## Supplied records

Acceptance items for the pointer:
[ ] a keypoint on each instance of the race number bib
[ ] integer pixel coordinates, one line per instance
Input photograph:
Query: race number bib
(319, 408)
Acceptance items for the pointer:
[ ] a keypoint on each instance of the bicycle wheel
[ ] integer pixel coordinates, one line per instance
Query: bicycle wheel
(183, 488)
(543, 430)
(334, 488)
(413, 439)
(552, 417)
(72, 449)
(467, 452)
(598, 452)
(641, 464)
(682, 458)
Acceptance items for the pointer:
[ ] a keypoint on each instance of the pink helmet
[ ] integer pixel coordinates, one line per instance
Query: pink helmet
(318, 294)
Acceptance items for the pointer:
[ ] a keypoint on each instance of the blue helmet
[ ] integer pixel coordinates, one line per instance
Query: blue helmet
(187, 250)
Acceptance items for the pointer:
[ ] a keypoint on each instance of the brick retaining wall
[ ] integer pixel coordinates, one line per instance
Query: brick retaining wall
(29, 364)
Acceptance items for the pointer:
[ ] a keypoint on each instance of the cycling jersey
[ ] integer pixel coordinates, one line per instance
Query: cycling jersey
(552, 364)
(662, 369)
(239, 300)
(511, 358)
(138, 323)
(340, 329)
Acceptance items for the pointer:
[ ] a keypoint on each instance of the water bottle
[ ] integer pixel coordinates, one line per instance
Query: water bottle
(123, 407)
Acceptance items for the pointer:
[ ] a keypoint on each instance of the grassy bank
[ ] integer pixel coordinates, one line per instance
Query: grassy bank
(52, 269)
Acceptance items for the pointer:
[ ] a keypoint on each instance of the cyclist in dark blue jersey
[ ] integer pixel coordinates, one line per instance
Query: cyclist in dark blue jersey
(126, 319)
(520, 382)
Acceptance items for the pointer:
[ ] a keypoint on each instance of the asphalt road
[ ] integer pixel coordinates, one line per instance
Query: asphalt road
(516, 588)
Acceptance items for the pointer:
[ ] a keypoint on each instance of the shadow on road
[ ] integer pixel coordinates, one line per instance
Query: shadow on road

## Task brief
Reproduce only the lines between the line containing "Query: asphalt road" and the last line of the records, those two lines included, exactly.

## Task response
Query: asphalt road
(516, 588)
Acceptance items for the pointer:
[ ] a keypoint on each instance of the shadow on road
[ ] integer pixel coordinates, one line per instance
Query: shadow on road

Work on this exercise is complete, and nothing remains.